╔══

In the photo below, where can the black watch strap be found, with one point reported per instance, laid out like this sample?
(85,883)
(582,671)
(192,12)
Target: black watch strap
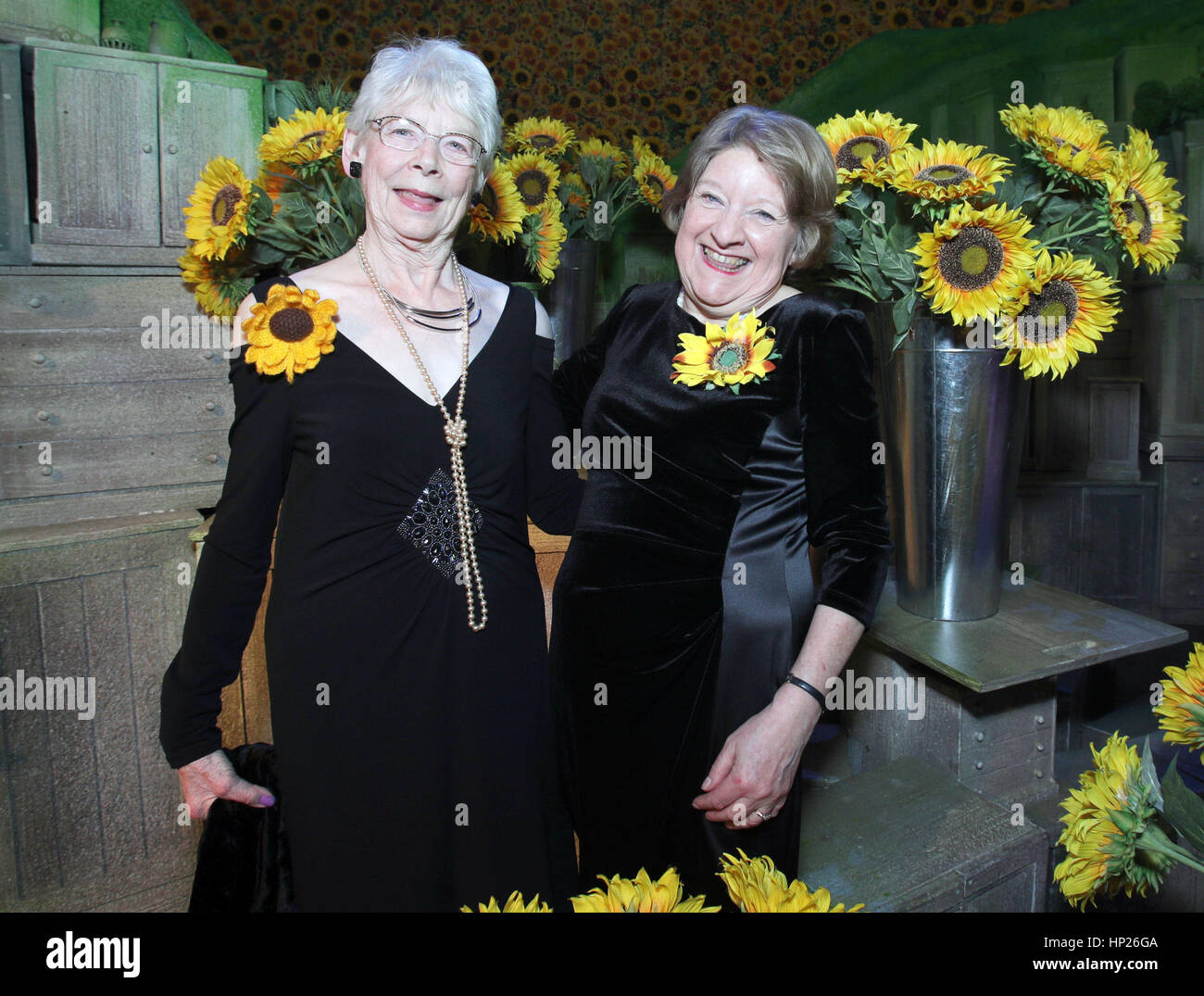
(809,689)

╚══

Could you return the whole listing exactly, with every picture removed?

▶ **Exercise solution**
In the photo below, where can the black watch strap be found, with one point reported per instance, laid out like this sample?
(85,883)
(582,671)
(192,12)
Target: black watch strap
(809,689)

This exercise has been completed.